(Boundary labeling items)
....

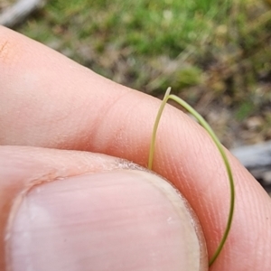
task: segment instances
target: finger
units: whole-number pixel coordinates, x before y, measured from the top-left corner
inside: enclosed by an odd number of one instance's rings
[[[0,68],[2,144],[88,150],[146,165],[158,100],[17,33],[2,30],[2,35],[9,44],[2,50]],[[269,270],[270,199],[229,158],[237,203],[229,240],[213,270]],[[196,211],[210,257],[228,217],[227,175],[203,129],[171,107],[159,127],[154,170],[173,182]],[[256,250],[261,251],[257,257]]]
[[[33,147],[0,147],[0,165],[1,270],[208,269],[195,217],[158,176]]]

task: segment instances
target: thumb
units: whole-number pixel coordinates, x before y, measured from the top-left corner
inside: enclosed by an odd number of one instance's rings
[[[6,146],[0,161],[1,270],[208,269],[195,216],[161,177],[80,152]]]

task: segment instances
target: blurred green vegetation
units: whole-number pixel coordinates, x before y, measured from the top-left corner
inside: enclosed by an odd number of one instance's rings
[[[49,1],[16,31],[151,95],[171,86],[210,122],[213,109],[241,126],[270,118],[271,10],[263,1]],[[271,138],[265,131],[260,140]]]

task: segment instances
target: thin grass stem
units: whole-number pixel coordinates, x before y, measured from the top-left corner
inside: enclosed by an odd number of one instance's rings
[[[166,102],[171,98],[171,99],[174,100],[175,102],[177,102],[180,106],[183,107],[188,112],[190,112],[198,120],[198,122],[203,126],[203,128],[207,131],[207,133],[213,140],[215,145],[217,146],[217,148],[222,157],[223,163],[226,167],[228,178],[229,178],[229,188],[230,188],[230,202],[229,202],[228,221],[227,221],[226,229],[225,229],[225,231],[221,238],[221,240],[218,246],[218,248],[216,249],[215,253],[213,254],[213,256],[210,257],[210,259],[209,261],[209,266],[210,266],[215,262],[215,260],[218,258],[218,257],[220,256],[220,254],[226,243],[226,240],[229,237],[229,233],[230,228],[231,228],[231,224],[232,224],[234,206],[235,206],[235,187],[234,187],[234,180],[233,180],[232,171],[230,168],[229,162],[227,158],[226,152],[224,151],[222,145],[220,144],[220,140],[218,139],[217,136],[215,135],[215,133],[213,132],[211,127],[209,126],[209,124],[194,108],[192,108],[189,104],[187,104],[181,98],[179,98],[175,95],[170,94],[170,91],[171,91],[171,89],[169,88],[165,92],[164,98],[160,106],[157,117],[156,117],[156,119],[154,122],[153,135],[152,135],[150,154],[149,154],[148,168],[152,169],[152,167],[153,167],[154,144],[155,144],[155,138],[156,138],[156,133],[157,133],[159,121],[161,119],[161,116],[162,116],[162,113],[164,111]]]

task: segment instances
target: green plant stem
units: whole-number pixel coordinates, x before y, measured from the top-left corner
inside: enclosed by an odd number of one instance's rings
[[[228,238],[230,228],[231,228],[231,224],[232,224],[232,219],[233,219],[233,212],[234,212],[234,204],[235,204],[235,188],[234,188],[234,181],[233,181],[233,175],[232,175],[232,172],[231,172],[231,168],[229,165],[229,162],[227,158],[226,155],[226,152],[224,151],[224,148],[222,146],[222,145],[220,144],[220,140],[218,139],[217,136],[215,135],[215,133],[213,132],[213,130],[211,129],[211,127],[209,126],[209,124],[205,121],[205,119],[195,110],[193,109],[189,104],[187,104],[184,100],[182,100],[181,98],[170,94],[171,89],[167,89],[164,98],[162,101],[162,104],[160,106],[155,122],[154,122],[154,129],[153,129],[153,134],[152,134],[152,141],[151,141],[151,147],[150,147],[150,153],[149,153],[149,162],[148,162],[148,168],[152,169],[153,167],[153,161],[154,161],[154,145],[155,145],[155,138],[156,138],[156,133],[157,133],[157,128],[158,128],[158,125],[162,117],[162,113],[164,111],[164,108],[165,107],[166,102],[171,98],[173,100],[174,100],[175,102],[177,102],[179,105],[181,105],[182,107],[183,107],[188,112],[190,112],[197,120],[198,122],[203,126],[203,128],[207,131],[207,133],[209,134],[209,136],[211,137],[211,139],[213,140],[215,145],[217,146],[223,163],[225,164],[226,167],[226,171],[227,171],[227,174],[229,177],[229,188],[230,188],[230,202],[229,202],[229,217],[228,217],[228,221],[227,221],[227,225],[226,225],[226,229],[224,231],[224,234],[222,236],[222,238],[218,246],[218,248],[216,249],[215,253],[213,254],[213,256],[210,257],[210,261],[209,261],[209,266],[210,266],[215,260],[217,259],[217,257],[220,256],[225,242]]]

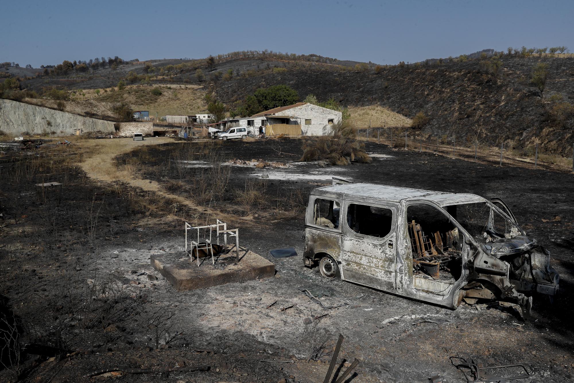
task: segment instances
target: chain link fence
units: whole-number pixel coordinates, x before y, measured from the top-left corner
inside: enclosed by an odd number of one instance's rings
[[[461,140],[452,134],[422,135],[409,132],[405,128],[369,128],[357,132],[359,139],[389,145],[404,150],[432,152],[452,158],[461,158],[482,163],[508,164],[533,168],[574,172],[574,144],[567,151],[567,156],[546,150],[545,145],[534,144],[526,148],[516,149],[498,147],[474,140]]]

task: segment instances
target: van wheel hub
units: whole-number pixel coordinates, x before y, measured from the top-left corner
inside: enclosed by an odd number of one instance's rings
[[[339,276],[339,266],[332,258],[325,256],[319,261],[319,271],[325,278],[333,279]]]

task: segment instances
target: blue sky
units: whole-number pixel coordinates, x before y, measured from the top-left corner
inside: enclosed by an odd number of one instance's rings
[[[574,51],[572,0],[44,0],[1,9],[0,62],[34,67],[265,49],[379,64],[523,45]]]

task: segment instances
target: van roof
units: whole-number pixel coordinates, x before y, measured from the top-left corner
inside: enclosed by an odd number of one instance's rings
[[[313,192],[313,194],[318,195],[332,193],[342,194],[341,197],[349,196],[395,202],[405,200],[427,200],[443,206],[486,201],[484,198],[476,194],[455,194],[367,183],[323,186],[316,189]]]

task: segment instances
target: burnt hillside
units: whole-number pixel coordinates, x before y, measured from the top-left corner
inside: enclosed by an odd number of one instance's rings
[[[547,100],[561,94],[574,101],[574,59],[503,58],[495,81],[478,60],[440,66],[384,68],[374,71],[288,70],[238,78],[216,84],[216,94],[228,105],[256,89],[286,84],[301,99],[309,94],[320,100],[331,97],[346,106],[380,104],[412,118],[418,112],[430,117],[424,133],[443,139],[505,147],[528,147],[539,140],[546,151],[571,153],[572,127],[552,121]],[[548,64],[544,102],[530,84],[534,67]],[[351,116],[351,118],[352,118]],[[569,150],[569,151],[568,151]]]

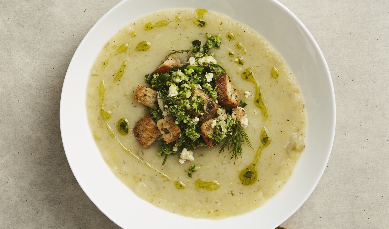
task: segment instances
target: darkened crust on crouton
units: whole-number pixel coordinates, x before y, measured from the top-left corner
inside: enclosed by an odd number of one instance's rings
[[[191,114],[195,117],[198,117],[199,122],[203,122],[212,119],[219,109],[217,103],[216,103],[200,88],[196,88],[192,94],[192,96],[195,95],[200,96],[201,99],[204,101],[204,112],[203,112],[204,114],[201,115],[200,114],[193,112],[191,113]],[[191,98],[189,99],[190,100]]]
[[[215,84],[219,97],[219,103],[228,108],[234,108],[239,105],[239,92],[226,74],[216,77]]]
[[[213,119],[210,119],[204,122],[201,125],[201,127],[200,128],[201,136],[203,137],[203,139],[204,139],[204,141],[205,142],[205,144],[210,148],[217,143],[217,141],[210,139],[208,137],[208,135],[210,134],[215,134],[216,132],[216,128],[214,127],[212,127],[213,120]]]
[[[157,126],[166,144],[176,140],[180,137],[180,134],[182,133],[180,127],[174,124],[174,119],[171,115],[158,120]]]
[[[176,54],[173,54],[168,57],[166,60],[163,62],[162,64],[159,65],[157,69],[153,72],[152,74],[158,73],[160,75],[162,73],[167,73],[173,67],[181,67],[182,64],[181,63],[178,57]]]
[[[151,108],[155,108],[157,103],[157,91],[147,87],[138,85],[134,100]]]
[[[134,136],[142,146],[149,149],[161,137],[161,132],[151,116],[145,116],[135,124]]]

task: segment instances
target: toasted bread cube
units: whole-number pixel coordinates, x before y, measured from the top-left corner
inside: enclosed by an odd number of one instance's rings
[[[180,61],[178,57],[176,54],[173,54],[168,57],[168,59],[152,72],[152,74],[158,73],[160,75],[162,73],[167,73],[170,71],[170,70],[173,67],[181,67],[182,66],[182,64]]]
[[[199,96],[204,101],[204,112],[203,115],[192,112],[192,114],[195,117],[198,117],[200,122],[203,122],[212,118],[219,109],[219,105],[212,98],[207,95],[200,88],[196,88],[192,94]],[[189,98],[189,100],[191,98]]]
[[[239,105],[239,92],[226,74],[216,77],[215,84],[219,97],[219,103],[228,108],[234,108]]]
[[[157,107],[157,91],[151,88],[138,85],[134,100],[151,108]]]
[[[166,144],[176,140],[180,137],[180,134],[182,133],[180,127],[174,123],[174,119],[171,115],[158,120],[157,126]]]
[[[216,128],[212,127],[212,122],[213,120],[212,119],[210,119],[203,123],[201,125],[201,127],[200,128],[201,136],[203,137],[203,139],[204,139],[204,141],[205,142],[205,144],[210,148],[217,143],[217,141],[210,139],[208,137],[208,135],[210,134],[214,134],[216,133]]]
[[[161,138],[161,132],[151,115],[145,116],[135,124],[134,136],[142,146],[149,149],[152,143]]]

....

Your instructions: Count the lines of the records above that contain the string "green", and reply with that number alone.

Exercise output: 2